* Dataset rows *
____________________

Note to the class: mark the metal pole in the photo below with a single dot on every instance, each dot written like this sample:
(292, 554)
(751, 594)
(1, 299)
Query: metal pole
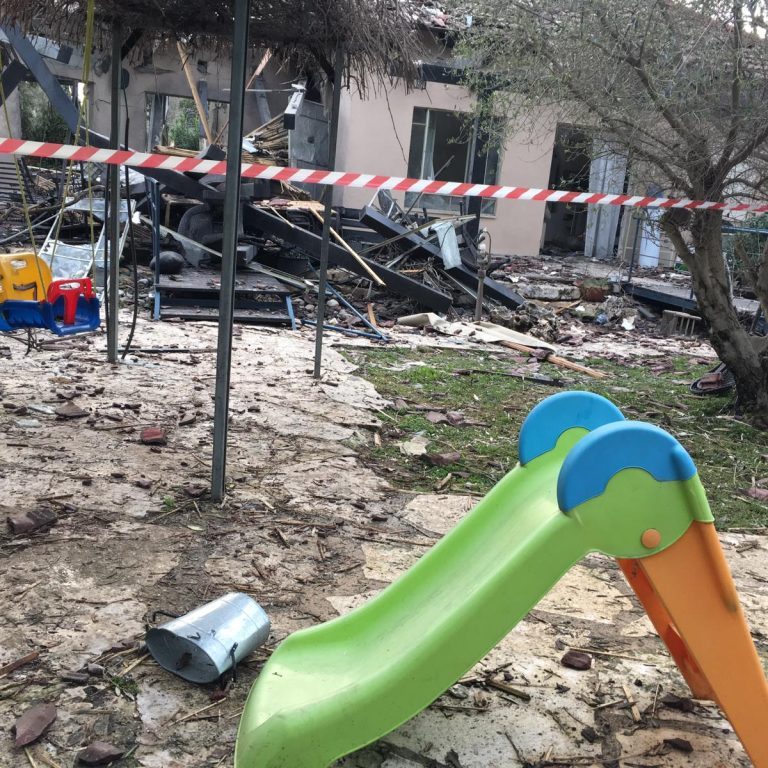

____________________

* Short problem *
Which lines in the records above contain the word "pole"? Pick out each of them and copy it.

* Result of the exercise *
Note to the class: mark the metal pole in the photo below with a single dot on every instance, each dot written like this sample:
Query: metal pole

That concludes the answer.